PROBLEM:
Convert the items, from the line containing "Quick question — can you spot any overcast" through the end, into a JSON list of strings with one string per line, omitting blank lines and pictures.

Source data:

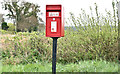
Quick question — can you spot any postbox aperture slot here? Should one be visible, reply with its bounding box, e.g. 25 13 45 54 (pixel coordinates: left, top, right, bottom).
51 21 57 32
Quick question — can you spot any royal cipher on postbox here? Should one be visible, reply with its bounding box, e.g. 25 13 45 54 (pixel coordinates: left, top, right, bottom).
46 5 64 37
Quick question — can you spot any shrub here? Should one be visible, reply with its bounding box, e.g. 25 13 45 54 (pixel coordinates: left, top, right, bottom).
2 22 9 30
8 23 15 31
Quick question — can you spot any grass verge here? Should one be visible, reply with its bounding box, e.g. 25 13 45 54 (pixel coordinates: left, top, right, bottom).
2 61 119 72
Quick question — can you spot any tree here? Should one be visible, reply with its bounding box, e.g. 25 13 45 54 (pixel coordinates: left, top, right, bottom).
2 22 9 30
2 1 43 31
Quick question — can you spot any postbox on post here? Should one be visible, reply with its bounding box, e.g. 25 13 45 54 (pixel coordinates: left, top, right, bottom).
46 5 64 37
46 5 64 74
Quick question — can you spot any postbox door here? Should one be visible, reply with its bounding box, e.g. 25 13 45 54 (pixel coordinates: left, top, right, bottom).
46 17 61 37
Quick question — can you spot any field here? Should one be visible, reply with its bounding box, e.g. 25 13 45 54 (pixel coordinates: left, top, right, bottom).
2 60 118 72
0 0 120 72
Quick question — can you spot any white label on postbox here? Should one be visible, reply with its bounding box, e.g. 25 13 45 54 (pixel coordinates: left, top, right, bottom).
51 21 57 32
49 12 59 16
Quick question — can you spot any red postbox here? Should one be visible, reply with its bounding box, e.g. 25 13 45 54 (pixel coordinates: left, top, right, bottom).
46 5 64 37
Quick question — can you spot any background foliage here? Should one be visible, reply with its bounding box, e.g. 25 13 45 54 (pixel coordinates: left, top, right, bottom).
1 0 118 65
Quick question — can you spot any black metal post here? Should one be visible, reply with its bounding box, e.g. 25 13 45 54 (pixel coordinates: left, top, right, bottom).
52 37 58 74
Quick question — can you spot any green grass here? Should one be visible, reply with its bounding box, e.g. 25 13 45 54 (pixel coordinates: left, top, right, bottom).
2 61 118 72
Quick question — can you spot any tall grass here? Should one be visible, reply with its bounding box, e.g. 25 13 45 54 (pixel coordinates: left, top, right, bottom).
1 0 118 64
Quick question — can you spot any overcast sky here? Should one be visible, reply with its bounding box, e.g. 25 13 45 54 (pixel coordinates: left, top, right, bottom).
0 0 120 25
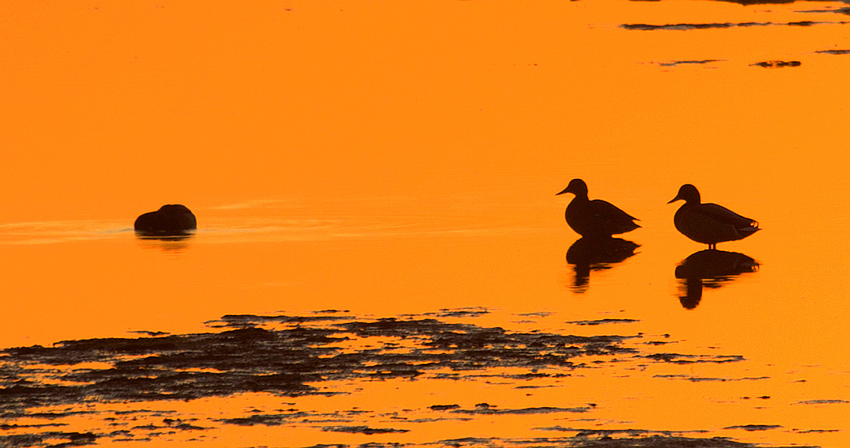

SOLUTION FOR THIS PROBLEM:
[
  "Quick question — can you spot any overcast sky here? Should one be visible, reply with its bounding box, e.g. 25 13 45 54 (pixel coordinates: left, top, right, bottom).",
  "0 0 120 25"
]